**Data to process:**
·····
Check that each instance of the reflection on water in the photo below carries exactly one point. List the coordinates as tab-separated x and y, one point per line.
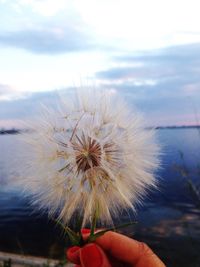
169	222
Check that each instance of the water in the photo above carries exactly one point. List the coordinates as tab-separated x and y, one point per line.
168	222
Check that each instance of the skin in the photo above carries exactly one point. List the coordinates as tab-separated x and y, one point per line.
113	250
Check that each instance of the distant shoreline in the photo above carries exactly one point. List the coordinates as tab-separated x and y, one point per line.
18	131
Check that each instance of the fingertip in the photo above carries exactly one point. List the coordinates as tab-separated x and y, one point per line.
73	254
92	255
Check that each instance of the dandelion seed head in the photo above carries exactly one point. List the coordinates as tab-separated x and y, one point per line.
92	152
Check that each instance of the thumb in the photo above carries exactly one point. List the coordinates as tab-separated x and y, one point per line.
92	255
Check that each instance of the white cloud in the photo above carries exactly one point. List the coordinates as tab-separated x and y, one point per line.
43	7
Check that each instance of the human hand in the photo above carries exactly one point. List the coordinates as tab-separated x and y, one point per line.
113	250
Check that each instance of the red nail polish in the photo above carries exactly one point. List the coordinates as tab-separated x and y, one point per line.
85	231
91	256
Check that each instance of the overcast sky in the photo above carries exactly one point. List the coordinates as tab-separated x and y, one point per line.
147	51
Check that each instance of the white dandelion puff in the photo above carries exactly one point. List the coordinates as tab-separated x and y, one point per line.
88	154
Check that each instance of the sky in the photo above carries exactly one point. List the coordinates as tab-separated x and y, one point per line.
148	52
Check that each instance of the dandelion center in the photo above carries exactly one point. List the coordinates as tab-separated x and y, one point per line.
87	152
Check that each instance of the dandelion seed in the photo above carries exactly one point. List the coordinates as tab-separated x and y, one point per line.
96	153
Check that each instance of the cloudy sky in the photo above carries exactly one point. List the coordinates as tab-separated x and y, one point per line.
147	51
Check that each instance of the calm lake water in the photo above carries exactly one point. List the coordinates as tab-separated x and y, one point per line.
169	221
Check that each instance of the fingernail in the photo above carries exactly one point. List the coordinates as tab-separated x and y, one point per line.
73	254
85	231
91	256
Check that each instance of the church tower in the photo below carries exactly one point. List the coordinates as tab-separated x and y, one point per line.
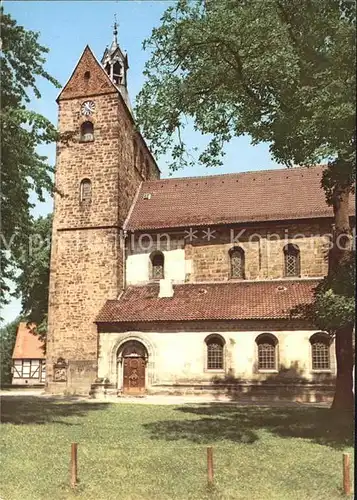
101	161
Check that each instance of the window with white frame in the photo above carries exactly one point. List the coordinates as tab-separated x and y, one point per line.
267	346
292	260
320	351
27	368
215	352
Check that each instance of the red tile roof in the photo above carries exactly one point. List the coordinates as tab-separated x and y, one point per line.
213	301
28	345
264	195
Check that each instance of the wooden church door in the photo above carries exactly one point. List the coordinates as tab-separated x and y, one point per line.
134	375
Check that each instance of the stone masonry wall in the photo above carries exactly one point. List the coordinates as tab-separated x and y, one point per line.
203	259
86	259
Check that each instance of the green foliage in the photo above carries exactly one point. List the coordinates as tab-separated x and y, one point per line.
334	303
273	453
281	71
7	343
23	169
32	282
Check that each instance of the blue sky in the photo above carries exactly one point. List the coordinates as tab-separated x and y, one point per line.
66	27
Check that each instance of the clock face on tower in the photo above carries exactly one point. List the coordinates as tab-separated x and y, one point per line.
88	108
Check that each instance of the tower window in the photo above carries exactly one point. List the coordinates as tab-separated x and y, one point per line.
237	262
215	350
86	191
292	260
87	132
142	163
147	168
320	351
267	351
157	266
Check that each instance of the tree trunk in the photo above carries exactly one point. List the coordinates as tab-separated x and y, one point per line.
·····
**What this task involves:** Repeat the material above in full and unchanged, minus its images.

**Problem solution:**
Check that each instance of the reflection on water in the photo below carries exactly one point. List the coordinates as tab-separated x and y, one point per line.
169	222
Check that each instance of the water in the photo above carries exactly one point. List the coordinates as tab-separated x and y, one point per line.
168	222
Check that each instance of the skin in the photo above carries exactly one point. List the coordinates as tab-separated x and y, one point per line.
113	250
Check that each instance of the distant shoreline in the photo above carries exactly one point. List the coordinates as tab-separated x and y, one point per line.
18	131
Check that each instance of the fingertip in the photo above carries exactly one point. List the coordinates as tab-separated x and y, one point per line.
73	254
92	255
Check that each instance of the dandelion seed head in the photo above carries exactly one point. List the coordinates as tab-separated x and y, one point per line.
92	152
Check that each instance of the thumb in the photo above carries exactly one point. List the coordinates as tab-separated x and y, one point per line.
92	255
Check that each instance of the white cloud in the photo above carries exactly one point. List the coordinates as tab-separated x and y, one point per line.
43	7
Check that each instance of the human hand in the photo above carries exactly one point. List the coordinates as tab-separated x and y, one point per line.
113	250
Check that each instance of the red nail polish in the photo above carries exactly one point. List the coordinates as tab-separated x and y, one point per line.
85	231
91	256
Check that each instance of the overcast sky in the photo above carries exactly one point. List the coordinates as tab-separated x and y, one point per line.
147	51
Check that each instance of the white dandelion puff in the photo above carries exactly one point. List the coordinates as tab-separated x and y, one point per line.
88	154
Check that each instance of the sky in the photo above carries exactly one point. List the coordinates as tab-separated x and y, one point per line.
148	52
Check that each instance of the dandelion center in the photo above carries exactly one point. List the coordinates as tab-separated x and y, one point per line.
87	152
Check that each instance of the dandelion seed in the photo above carries exactly one point. List the coordinates as tab-separated x and y, one point per line.
96	153
Check that each instance of the cloudy sky in the photo above carries exactly one point. List the coordinates as tab-separated x and y, one point per line.
147	51
Check that each instance of the calm lake water in the photo above carries exactly one point. List the coordinates as tab-separated x and y, one point per line.
169	221
Check that each instance of the fingernail in the photo above carries exactly one point. List the coordinates as tab-separated x and y, one point per line.
73	254
85	231
91	256
Check that each instance of the church tower in the photo below carries exactly one point. List the coordinates as tab-separated x and y, one point per line.
101	161
Check that each instance of the window with white frame in the photo above carries exactly one point. List the coordinates as tab-separated x and y, one point per line.
267	346
292	260
320	351
27	368
215	352
Check that each instance of the red tile roof in the photo above carries exactly one point. List the coordinates as tab-separated x and y, one point per line.
213	301
28	345
264	195
Check that each instance of the wooden church door in the photo above carries exactly one point. List the coordinates as tab-separated x and y, one point per line.
134	375
Check that each instance of the stone masonry wall in the photo above carries exactly one point. List the coordinates as tab-separated x and y, one point per line.
203	259
86	259
Check that each instance of the green foliage in the photo above carries exactly one point. List the coordinates as tab-separated x and y, one point per line.
334	303
273	453
281	71
7	343
23	169
32	282
Check that each instance of the blue sky in the photo above carries exactly one point. List the coordinates as tab-separated x and y, one point per line.
66	27
Check that each instance of the clock face on tower in the photo above carries exactly one point. List the coordinates as tab-separated x and y, one point per line.
88	108
Check that each instance of the tower window in the photo above carries exactly one point. List the coordinates as tab-separated x and y, one point per line.
237	262
215	350
86	191
292	260
87	132
142	163
147	168
320	351
267	351
157	266
Check that each instance of the tree trunk in the photo above carries exactly one point. List the coordinates as tab-separated x and y, one point per line.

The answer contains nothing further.